Text:

□ □ □ □ □ □ □

I was going to write about this anyhow, before I heard anything about Robin Williams.  You see, last week, I read a book and there really wasn’t anything wrong with the writing/story itself, but it dealt with depression, self-harm, and suicidal thoughts.  These are issues in which I have personal experience, and I was disturbed to see them represented and resolved the way they were – vastly oversimplified.  The whole book gave me the impression that the author had done her research on these things, but had no experience in them.

This isn’t to say a writer must always write versions of themselves and their life stories.  (That’s just narcissistic).  There are just certain things one can’t write or speak about, because they don’t know them.  If you want to write or speak about something you don’t know from experience (say historical fiction), you must at least do so with empathy, that gift to see through the eyes of others.  Don’t attempt it through your own eyes: that only comes across as insincere and serves to drive people away.

□ □ □ □ □ □ □

Given information:
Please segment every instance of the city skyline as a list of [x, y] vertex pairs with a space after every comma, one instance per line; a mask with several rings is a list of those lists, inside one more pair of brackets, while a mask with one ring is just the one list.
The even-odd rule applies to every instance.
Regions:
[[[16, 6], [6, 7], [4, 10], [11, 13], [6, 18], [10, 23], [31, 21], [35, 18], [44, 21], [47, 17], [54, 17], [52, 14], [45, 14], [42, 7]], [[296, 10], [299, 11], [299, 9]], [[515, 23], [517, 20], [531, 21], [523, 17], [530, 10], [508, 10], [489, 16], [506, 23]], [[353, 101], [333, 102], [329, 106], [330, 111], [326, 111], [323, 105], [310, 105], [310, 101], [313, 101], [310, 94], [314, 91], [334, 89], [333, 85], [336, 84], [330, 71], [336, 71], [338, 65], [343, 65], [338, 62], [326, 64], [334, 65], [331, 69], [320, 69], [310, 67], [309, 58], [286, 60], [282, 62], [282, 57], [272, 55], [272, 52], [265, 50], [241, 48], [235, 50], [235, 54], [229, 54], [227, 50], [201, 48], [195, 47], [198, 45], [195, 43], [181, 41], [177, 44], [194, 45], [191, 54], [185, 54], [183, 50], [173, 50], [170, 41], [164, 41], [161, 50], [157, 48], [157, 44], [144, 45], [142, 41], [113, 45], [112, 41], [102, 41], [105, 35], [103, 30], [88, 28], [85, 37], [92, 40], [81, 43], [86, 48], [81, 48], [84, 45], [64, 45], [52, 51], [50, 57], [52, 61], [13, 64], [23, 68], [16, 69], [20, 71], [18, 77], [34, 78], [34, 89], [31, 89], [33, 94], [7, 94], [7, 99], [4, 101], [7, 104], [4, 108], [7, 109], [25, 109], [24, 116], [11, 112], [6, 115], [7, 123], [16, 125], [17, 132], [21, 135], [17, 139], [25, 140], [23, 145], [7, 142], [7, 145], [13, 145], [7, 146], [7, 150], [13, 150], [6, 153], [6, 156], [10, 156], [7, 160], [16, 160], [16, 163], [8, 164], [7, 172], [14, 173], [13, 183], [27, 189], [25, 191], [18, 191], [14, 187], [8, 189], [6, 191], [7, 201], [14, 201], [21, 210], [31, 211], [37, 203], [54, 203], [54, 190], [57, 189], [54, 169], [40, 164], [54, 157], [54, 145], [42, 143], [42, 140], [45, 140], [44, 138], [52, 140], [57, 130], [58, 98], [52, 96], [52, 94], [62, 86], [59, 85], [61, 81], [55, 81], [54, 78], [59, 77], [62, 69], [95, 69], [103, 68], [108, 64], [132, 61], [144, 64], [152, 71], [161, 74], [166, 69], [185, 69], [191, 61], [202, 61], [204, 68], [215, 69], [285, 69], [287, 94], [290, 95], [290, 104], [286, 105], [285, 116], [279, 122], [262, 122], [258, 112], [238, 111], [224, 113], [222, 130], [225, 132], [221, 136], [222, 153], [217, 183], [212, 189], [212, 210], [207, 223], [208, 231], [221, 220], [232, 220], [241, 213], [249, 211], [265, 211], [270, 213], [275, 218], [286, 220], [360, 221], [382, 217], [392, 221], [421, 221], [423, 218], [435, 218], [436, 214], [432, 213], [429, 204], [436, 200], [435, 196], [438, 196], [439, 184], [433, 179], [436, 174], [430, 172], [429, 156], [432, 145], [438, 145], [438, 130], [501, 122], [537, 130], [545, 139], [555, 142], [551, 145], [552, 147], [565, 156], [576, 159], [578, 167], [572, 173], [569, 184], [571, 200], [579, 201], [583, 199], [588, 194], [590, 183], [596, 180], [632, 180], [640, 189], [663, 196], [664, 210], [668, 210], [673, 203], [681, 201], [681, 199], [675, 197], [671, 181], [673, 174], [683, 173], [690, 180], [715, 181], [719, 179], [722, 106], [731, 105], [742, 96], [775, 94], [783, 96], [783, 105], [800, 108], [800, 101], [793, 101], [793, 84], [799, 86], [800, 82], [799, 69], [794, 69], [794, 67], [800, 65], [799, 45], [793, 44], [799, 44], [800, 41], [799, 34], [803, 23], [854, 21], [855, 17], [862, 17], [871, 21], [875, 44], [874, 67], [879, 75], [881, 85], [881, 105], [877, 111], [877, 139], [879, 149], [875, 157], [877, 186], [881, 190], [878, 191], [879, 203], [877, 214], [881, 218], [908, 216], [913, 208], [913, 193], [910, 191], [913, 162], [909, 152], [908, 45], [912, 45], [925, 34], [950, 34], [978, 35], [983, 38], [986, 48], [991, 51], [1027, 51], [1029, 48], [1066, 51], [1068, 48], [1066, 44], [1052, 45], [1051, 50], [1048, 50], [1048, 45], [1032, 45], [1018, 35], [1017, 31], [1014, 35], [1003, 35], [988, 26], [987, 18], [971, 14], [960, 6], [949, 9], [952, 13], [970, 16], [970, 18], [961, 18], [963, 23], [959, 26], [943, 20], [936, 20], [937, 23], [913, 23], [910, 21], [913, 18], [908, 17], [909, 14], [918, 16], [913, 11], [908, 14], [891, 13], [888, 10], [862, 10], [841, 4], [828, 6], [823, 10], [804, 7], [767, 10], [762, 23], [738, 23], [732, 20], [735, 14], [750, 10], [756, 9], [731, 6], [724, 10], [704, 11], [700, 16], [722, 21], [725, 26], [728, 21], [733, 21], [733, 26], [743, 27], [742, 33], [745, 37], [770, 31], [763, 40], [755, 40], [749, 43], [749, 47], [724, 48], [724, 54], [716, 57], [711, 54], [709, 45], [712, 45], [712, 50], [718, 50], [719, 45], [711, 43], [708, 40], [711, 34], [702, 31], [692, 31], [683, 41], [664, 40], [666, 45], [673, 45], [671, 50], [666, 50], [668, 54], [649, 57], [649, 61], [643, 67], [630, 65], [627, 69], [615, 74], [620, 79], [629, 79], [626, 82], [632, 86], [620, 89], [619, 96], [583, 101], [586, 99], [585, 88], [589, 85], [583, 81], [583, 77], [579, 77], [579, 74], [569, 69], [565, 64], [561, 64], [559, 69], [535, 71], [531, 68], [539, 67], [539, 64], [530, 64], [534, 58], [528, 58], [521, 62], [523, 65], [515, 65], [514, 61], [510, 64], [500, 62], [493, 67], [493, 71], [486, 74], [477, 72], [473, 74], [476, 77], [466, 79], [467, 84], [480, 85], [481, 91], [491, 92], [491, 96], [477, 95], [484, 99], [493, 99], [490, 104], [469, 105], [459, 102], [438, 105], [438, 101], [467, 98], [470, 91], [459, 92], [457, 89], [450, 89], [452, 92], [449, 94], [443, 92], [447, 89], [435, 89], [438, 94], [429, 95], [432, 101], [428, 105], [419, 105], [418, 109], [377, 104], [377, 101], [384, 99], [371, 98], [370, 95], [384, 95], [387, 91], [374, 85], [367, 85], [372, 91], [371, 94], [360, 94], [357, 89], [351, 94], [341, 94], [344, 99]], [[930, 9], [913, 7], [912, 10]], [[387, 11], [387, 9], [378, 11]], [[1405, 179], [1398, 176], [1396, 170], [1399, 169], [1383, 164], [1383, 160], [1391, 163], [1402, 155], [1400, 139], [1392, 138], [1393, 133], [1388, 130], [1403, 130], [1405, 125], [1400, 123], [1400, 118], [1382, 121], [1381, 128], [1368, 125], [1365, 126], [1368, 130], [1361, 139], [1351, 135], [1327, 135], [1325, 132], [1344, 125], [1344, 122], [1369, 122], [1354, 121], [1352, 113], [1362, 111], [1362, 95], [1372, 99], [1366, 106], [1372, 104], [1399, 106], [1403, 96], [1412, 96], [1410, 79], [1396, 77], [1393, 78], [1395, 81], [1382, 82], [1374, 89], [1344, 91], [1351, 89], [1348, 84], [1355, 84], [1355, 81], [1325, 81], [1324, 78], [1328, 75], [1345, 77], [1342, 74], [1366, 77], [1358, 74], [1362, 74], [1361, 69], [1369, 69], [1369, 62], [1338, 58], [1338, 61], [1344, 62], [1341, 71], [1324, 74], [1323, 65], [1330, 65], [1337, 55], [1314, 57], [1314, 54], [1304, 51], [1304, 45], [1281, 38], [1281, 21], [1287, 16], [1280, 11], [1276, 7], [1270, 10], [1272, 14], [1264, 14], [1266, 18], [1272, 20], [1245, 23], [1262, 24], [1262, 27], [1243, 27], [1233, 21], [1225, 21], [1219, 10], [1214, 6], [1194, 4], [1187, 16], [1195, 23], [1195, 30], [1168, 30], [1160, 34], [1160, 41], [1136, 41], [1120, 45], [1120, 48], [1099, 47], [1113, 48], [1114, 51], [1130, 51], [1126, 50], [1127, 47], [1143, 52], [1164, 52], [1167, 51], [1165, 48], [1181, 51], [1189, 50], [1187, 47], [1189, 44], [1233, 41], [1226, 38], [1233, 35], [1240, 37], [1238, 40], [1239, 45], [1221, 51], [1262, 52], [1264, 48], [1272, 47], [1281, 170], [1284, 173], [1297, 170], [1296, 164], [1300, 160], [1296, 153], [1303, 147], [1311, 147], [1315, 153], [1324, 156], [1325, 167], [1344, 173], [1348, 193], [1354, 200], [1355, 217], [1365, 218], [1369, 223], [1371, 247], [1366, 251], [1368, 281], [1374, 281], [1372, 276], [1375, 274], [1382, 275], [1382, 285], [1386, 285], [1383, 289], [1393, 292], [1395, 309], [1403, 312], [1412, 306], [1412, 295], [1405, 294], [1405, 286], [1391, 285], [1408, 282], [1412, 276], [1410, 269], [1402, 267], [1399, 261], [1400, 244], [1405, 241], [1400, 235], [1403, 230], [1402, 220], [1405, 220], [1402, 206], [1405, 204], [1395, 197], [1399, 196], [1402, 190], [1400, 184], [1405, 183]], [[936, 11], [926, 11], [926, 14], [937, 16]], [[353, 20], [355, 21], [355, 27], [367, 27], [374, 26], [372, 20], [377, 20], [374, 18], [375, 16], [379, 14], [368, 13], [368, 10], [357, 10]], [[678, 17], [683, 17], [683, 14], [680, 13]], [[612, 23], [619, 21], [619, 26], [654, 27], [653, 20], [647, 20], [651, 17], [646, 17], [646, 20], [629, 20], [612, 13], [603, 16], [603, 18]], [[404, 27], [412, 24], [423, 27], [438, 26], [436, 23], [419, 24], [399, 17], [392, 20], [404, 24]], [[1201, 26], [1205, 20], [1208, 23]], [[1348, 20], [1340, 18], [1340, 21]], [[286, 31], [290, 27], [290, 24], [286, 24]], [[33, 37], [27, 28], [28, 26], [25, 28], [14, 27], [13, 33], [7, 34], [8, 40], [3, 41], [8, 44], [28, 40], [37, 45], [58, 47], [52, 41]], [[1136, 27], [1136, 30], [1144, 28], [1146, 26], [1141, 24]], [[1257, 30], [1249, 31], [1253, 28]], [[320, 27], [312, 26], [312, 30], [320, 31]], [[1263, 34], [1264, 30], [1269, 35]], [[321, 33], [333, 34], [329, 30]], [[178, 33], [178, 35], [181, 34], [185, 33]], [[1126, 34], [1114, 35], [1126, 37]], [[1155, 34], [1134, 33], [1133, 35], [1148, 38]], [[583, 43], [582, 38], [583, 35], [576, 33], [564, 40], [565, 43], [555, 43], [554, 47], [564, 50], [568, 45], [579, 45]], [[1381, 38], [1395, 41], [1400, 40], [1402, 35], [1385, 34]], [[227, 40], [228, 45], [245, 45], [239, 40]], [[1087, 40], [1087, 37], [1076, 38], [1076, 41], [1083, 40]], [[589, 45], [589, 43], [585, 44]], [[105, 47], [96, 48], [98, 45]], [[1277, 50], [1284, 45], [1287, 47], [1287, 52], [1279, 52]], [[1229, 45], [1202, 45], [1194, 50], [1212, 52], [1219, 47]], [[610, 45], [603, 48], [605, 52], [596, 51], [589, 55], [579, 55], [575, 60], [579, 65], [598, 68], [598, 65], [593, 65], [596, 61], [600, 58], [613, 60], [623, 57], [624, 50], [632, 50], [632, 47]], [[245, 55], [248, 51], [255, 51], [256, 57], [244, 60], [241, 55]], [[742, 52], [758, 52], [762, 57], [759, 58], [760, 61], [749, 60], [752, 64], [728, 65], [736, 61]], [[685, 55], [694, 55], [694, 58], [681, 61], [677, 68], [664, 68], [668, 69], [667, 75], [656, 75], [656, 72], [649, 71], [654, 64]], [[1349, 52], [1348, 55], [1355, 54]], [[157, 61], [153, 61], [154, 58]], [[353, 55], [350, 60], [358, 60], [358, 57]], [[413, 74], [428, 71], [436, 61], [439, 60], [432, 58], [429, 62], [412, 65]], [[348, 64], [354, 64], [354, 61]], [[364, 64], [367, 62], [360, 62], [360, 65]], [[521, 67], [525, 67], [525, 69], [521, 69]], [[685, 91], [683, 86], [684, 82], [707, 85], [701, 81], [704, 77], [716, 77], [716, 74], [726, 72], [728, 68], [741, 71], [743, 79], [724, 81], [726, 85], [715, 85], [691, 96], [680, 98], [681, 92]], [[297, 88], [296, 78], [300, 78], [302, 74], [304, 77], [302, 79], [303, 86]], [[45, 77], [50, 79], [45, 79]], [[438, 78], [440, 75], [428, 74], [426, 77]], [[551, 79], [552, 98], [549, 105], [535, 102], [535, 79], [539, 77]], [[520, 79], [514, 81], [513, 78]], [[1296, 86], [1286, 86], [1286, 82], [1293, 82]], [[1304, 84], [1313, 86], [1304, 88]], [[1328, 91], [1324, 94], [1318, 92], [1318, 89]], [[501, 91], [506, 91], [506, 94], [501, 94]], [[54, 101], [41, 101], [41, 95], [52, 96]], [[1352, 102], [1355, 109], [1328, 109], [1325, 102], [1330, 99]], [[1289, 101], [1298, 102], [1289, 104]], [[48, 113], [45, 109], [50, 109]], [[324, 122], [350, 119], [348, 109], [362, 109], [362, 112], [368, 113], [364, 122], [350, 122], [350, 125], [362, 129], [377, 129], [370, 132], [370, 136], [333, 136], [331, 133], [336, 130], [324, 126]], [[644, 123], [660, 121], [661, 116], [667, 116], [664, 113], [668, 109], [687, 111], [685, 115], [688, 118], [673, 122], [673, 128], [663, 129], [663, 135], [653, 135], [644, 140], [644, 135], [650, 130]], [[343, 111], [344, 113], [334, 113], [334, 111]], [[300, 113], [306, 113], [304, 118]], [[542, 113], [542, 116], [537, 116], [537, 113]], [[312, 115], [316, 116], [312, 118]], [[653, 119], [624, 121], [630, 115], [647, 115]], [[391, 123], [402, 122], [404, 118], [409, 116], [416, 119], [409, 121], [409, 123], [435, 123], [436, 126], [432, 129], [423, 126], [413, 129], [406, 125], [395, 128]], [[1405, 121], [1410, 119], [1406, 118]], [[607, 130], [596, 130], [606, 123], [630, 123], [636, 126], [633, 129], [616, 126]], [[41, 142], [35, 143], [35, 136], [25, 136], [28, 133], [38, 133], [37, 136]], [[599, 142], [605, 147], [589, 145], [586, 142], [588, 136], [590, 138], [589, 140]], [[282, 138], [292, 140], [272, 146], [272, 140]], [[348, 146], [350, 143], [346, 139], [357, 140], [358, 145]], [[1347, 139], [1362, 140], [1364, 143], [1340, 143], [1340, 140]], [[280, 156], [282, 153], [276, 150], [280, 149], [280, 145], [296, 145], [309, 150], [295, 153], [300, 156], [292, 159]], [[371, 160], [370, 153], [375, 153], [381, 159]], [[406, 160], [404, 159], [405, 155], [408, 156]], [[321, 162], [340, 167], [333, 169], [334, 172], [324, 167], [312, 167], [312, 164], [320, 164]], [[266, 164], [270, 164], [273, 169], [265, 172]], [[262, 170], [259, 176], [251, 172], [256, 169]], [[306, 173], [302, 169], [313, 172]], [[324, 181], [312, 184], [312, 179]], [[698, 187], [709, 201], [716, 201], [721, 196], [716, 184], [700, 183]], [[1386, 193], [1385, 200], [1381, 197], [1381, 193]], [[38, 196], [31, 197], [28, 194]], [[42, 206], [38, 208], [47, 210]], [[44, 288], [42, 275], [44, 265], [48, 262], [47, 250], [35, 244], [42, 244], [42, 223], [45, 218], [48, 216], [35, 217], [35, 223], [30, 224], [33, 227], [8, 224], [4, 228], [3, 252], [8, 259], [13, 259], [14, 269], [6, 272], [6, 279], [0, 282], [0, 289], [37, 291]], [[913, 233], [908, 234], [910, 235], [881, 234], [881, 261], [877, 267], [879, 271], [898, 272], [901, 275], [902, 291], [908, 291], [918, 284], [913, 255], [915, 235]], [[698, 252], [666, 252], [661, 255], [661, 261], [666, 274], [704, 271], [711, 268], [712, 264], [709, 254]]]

□ □ □ □ □ □ □

Continue the text about writing on depression and experience from where it stops.

Exercise output:
This is what I have had to remind myself, both last week and today: some people just don’t know.  Unfortunately, that doesn’t stop them from writing or speaking, because not only do they not know, they don’t know that they don’t know.  (Confused yet?)

I’m currently writing my own book about what I know – not just about depression, but about abuse, anger, dark nights of the soul, sexuality, and a host of other things that I have lived – so I’m not going to hash out what I know here.  Besides, you can read wise and healthy perspectives by Ann Voskamp, Nish Weiseth, and Megan Tietz, and whether depression is something you know from experience or not, I highly recommend you do.

I just want to admonish people everywhere: write and talk about what you know.  If you don’t know about it, please just sit down and be quiet.